REQUEST
Find the line that contains "Front: indicate one pin on every instance of the mast"; then retype it and each line after it, exactly, through the final line of the data below.

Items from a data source
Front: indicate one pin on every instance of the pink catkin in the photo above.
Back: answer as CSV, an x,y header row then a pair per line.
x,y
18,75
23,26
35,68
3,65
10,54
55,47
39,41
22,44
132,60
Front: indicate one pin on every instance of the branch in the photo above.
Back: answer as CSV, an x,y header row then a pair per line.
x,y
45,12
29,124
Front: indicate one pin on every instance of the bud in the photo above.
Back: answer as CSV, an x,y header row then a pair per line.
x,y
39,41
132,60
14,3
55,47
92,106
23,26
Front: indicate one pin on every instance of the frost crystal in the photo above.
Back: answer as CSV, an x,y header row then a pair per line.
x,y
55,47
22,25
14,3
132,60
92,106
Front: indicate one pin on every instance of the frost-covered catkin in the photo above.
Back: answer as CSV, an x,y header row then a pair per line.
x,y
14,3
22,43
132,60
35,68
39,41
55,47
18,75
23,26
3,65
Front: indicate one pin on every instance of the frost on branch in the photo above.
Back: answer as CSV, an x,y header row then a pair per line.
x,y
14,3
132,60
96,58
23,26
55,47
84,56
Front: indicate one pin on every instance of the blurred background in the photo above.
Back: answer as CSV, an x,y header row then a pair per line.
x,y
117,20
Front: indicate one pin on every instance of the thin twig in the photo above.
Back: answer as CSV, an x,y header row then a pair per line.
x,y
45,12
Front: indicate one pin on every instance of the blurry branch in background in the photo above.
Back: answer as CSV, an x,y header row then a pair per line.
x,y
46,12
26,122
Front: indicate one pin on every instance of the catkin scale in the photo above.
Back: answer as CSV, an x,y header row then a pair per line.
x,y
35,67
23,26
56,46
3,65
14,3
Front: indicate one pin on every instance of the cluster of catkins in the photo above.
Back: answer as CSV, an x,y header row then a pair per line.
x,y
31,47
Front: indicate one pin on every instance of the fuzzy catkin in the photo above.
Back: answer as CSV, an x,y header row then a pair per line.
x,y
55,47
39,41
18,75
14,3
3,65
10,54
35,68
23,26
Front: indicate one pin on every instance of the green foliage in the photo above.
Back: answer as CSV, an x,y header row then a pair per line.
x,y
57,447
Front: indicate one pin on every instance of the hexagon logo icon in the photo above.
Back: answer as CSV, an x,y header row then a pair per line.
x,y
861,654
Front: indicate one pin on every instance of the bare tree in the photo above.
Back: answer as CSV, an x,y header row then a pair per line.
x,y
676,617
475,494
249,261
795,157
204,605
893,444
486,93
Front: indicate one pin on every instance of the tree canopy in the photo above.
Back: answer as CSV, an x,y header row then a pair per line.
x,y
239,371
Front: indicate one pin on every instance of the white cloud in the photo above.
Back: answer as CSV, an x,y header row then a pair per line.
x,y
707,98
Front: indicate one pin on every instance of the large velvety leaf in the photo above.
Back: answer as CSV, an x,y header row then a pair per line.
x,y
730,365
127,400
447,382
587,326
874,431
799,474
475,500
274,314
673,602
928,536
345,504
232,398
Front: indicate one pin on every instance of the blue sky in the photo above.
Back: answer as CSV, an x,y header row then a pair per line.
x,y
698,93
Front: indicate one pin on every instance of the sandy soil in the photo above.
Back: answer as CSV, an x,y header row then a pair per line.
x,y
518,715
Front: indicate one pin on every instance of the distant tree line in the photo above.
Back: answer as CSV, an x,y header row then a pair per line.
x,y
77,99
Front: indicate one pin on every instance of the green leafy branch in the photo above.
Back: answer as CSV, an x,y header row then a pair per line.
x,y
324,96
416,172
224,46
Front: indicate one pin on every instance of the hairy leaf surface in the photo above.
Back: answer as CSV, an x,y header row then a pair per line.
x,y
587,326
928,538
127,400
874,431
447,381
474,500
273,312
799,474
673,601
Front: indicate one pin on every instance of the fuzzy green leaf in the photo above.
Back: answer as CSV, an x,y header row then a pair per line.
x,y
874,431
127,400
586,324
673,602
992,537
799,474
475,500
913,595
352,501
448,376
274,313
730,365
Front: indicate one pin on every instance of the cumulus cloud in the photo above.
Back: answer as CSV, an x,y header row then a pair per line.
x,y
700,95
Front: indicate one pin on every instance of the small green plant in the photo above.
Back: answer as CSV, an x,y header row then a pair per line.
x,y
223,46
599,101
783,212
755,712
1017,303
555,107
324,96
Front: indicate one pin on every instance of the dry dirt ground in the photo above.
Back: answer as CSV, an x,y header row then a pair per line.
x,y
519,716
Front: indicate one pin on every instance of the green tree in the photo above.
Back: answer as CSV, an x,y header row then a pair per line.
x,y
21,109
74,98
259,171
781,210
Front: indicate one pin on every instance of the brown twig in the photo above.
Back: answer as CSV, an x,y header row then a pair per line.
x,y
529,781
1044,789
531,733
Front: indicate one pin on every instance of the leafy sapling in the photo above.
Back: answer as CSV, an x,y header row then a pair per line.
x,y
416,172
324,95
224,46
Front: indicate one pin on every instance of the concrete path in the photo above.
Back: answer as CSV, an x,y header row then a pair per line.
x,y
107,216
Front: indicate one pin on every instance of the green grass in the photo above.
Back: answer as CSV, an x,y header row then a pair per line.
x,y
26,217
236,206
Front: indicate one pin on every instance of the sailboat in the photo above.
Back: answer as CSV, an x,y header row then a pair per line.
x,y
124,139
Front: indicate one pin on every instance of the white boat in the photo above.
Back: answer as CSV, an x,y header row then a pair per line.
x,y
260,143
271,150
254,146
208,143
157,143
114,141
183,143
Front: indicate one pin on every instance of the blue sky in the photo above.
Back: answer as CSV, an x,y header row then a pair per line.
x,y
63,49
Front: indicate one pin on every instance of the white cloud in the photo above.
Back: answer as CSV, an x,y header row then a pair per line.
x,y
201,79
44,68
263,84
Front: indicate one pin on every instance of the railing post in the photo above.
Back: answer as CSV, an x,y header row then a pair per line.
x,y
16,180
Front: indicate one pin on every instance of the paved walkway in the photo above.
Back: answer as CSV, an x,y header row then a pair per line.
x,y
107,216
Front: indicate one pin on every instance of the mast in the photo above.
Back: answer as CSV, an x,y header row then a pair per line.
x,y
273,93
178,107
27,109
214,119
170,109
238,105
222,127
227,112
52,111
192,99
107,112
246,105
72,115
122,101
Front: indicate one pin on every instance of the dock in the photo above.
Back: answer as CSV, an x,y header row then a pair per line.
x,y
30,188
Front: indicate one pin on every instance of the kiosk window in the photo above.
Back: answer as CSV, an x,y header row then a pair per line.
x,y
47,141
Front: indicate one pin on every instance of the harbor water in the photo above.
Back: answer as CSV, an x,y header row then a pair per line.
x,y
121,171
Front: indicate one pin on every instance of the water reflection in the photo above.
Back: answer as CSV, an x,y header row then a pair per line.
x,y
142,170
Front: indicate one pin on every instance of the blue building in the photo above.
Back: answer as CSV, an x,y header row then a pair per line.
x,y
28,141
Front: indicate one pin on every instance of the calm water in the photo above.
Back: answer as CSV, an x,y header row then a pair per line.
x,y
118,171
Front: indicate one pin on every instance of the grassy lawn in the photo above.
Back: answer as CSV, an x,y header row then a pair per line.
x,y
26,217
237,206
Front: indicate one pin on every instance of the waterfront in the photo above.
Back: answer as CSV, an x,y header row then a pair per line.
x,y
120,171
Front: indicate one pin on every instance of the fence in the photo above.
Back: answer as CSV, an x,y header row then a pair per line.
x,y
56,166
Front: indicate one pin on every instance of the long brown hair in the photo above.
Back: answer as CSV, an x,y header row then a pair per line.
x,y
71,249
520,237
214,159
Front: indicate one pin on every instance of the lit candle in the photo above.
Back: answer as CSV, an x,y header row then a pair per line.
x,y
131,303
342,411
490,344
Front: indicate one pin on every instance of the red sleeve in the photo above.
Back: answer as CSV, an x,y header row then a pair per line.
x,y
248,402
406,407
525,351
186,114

EXERCISE RESULT
Front: indicate one pin on every instance of the mast in the photo above.
Back: answer as CSV, an x,y header row then a pair per line.
x,y
273,93
178,107
27,109
214,119
170,109
238,105
222,127
227,112
52,111
192,99
107,112
246,105
72,115
122,101
Front: indicate one pin on every instance of the dock in the photo above.
Back: answer as CSV, an x,y header row then a pair per line.
x,y
30,188
Front: indicate one pin on every instance of the kiosk window in the photo above.
Back: answer as CSV, an x,y header row then a pair per line.
x,y
47,141
Front: indicate one pin on every instance of the harbor water in the photo above.
Back: answer as CSV, an x,y header row then a pair per line.
x,y
121,171
Front: indicate one pin on every instance of the water reflection in the photo above.
Back: answer as CSV, an x,y header row then a pair per line.
x,y
142,170
Front: indicate one pin on every instance of the blue building in the photo above.
Back: answer as CSV, an x,y header row then a pair per line.
x,y
28,141
Front: indicate one pin on every instance of the calm water in the photo above.
Back: answer as CSV, an x,y header row then a pair per line.
x,y
118,171
Front: indicate one pin on every instance of the grassy lawn in the photo above.
Back: answer as CSV, an x,y header row then a pair per line.
x,y
26,217
237,206
Front: indicate one pin on every instance of the waterfront in the photo above.
Back: answer as CSV, an x,y header row then a pair per line.
x,y
120,171
Front: indicate one pin on every instance of the fence in the photo above.
Back: answer as CSV, an x,y header row then a pair per line.
x,y
56,166
Front: indicate one pin on every instance of the long brown hair in the photo above.
Back: answer as CSV, an x,y header row then a pair per line.
x,y
71,249
520,237
214,159
Front: indicate one pin on every instance of the lit candle in the photo above.
Back: answer as CSV, an x,y header row then a pair per line.
x,y
131,303
342,411
490,344
Front: indicate one pin on every instance of the red sleeve in the photo above.
Back: answer as CSV, an x,y header row then a pair per line.
x,y
248,402
406,407
525,351
186,114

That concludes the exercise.